Tasks for this exercise
**1)** According to the essay on reforming the toxic culture of communication, which news program ended its broadcast with pundits lamenting the loss of common experiences?
**2)** Print the part of the essay on dialogical methods and the culture of communication that opens with the words containing "This is not" and closes with "whom we agree.".
**3)** Proceed with the essay on using dialogical methods to reform the toxic culture of communication, starting after its last sentence.

“Only Connect”: On using dialogical methods to reform the toxic culture of communication

Adobe Spark (1)Today was Sunday, December 30,2018.  As is their wont at the end of a year, the Sunday morning news programs ran their “year in review” discussions.  Face the Nation ended their broadcast with several of the pundits lamenting the loss of common experiences.  Locked behind doors, our screens as portals to personal experiences, or to siloed experiences, we lack the kind of publicly shared, common wonderings that used to create, if not unity, at least a sense of community.  Where once we could walk down a street and look in windows to see 90% of people watching their radios as FDR delivered a fireside chat, we now sit behind LCD screens in gated communities, blithely unaware of our own privilege and prejudices.

Image result for fireside chats

This is not a new phenomenon. We’ve been on this path since the 80s when Newt Gingrich leveraged the power of dissent and gamesmanship to rise to power and, according to Atlantic journalist McKay Coppins, “turned national politics and congressional politics into team sport” (NPR, 2018)  But perhaps 2018 made us understand just how far we’ve gone and forced us to decide whether we want to return to the sort of caring community that listens more than it talks; or whether we want to continue building walls that shelter our fragile opinions, blocking the voices of those who think differently from us and echoing back the words of those with whom we agree.

Given entries
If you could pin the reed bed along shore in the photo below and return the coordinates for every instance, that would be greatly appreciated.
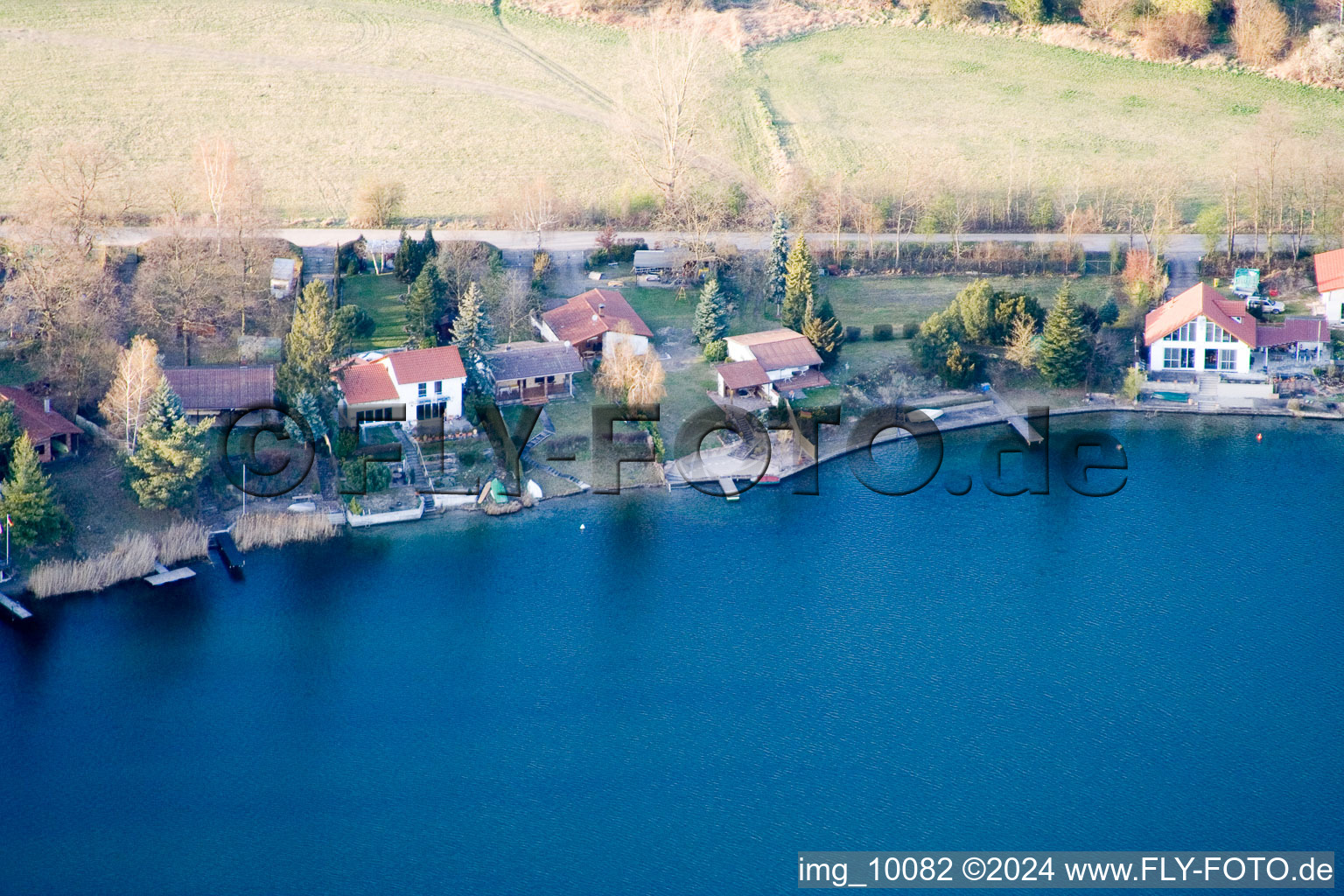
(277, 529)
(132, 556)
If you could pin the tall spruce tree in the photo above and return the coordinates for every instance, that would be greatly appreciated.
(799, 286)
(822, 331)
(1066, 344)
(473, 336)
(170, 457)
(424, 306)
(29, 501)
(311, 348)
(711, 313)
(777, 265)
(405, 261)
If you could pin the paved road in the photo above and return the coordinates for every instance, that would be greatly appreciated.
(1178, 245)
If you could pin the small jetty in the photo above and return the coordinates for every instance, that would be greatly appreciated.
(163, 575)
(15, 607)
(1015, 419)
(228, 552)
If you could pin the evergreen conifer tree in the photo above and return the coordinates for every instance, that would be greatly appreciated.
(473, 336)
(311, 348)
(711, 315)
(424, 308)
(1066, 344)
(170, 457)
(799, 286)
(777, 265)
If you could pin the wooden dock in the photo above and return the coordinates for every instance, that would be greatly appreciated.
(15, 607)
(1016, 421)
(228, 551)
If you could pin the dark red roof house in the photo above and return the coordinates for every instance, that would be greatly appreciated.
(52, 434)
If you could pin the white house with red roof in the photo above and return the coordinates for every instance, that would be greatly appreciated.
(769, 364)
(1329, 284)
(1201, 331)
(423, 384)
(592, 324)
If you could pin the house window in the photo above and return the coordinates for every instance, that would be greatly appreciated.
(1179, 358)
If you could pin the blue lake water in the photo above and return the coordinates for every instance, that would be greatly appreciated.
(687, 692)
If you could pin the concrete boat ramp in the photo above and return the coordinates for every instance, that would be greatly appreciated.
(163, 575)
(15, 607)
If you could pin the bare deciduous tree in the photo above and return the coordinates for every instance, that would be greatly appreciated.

Written answers
**1)** Face the Nation

**2)**
This is not a new phenomenon. We’ve been on this path since the 80s when Newt Gingrich leveraged the power of dissent and gamesmanship to rise to power and, according to Atlantic journalist McKay Coppins, “turned national politics and congressional politics into team sport” (NPR, 2018)  But perhaps 2018 made us understand just how far we’ve gone and forced us to decide whether we want to return to the sort of caring community that listens more than it talks; or whether we want to continue building walls that shelter our fragile opinions, blocking the voices of those who think differently from us and echoing back the words of those with whom we agree.

**3)**
Calvin and Hobbes, Bill Waterson

I’ve already made that decision.  Students in my classroom are engaged in dialogical learning throughout the year.  Weekly discussions using the Touchstone Discussion Project, regular Socratic Seminars (I don’t recall where this came from, but whoever did it, I thank you), dialectical notebooks, novel chats, pinwheel discussions (and this example), Literary 3x3s (pages 35–44…Thanks to Dan Ryder @wickeddecent) and the occasional creative dialog  (example here) complete the repertoire. (I leave out here my over 25 years experience as a coach of speech and debate, though surely it is foundational in my use of these methods.)

IMG_2826

Example of an extended, group Literary 3×3 as a reflection on my English Class, 2016

When students learn to listen deeply to their peers (or the works of the authors we study), when they come to class prepared to discuss the texts and issues at hand in a culture of cooperative communication, when they learn that disagreements are chances to understand rather than chances to dig their heels in deeper, when they practice the difficult but necessary task of listening to all ideas, to bearing the silences that naturally populate such conversations as everyone contemplates new and challenging ideas…when all this happens, we learn to open ourselves to new ideas.  This openness develops into a wide and diverse marketplace of ideas where we do not throw rotten tomatoes or nasty tweets at each other.  We toss our opinions into this marketplace so that others can engage, play with, and further develop or respectfully refute our ideas.  Learning, then, is not simply a give and take, not merely the “Chalk and Talk” (though there is a place for that).  Instead, it is a dialogue, an iterative, developmental process in which we all grow and benefit, including the teacher.

(To see this culture far more developed than my own, visit the work of Monte Syrie at https://www.letschangeeducation.com/ )

And while I am an English teacher, such methods are not the sole purview of my discipline.  Courteous, kind, constructive dialogue is at the heart of all learning.  Socrates surely demonstrated this, but the best of our parents or relatives do this as well.  There must be compassionate ears and hearts behind the work we do as students and teachers if we are to reform the toxic culture of our current national dialogue…if we are to (re)learn that we must talk, listen, and seek to “only connect” lest we “surely . . .  hang separately.”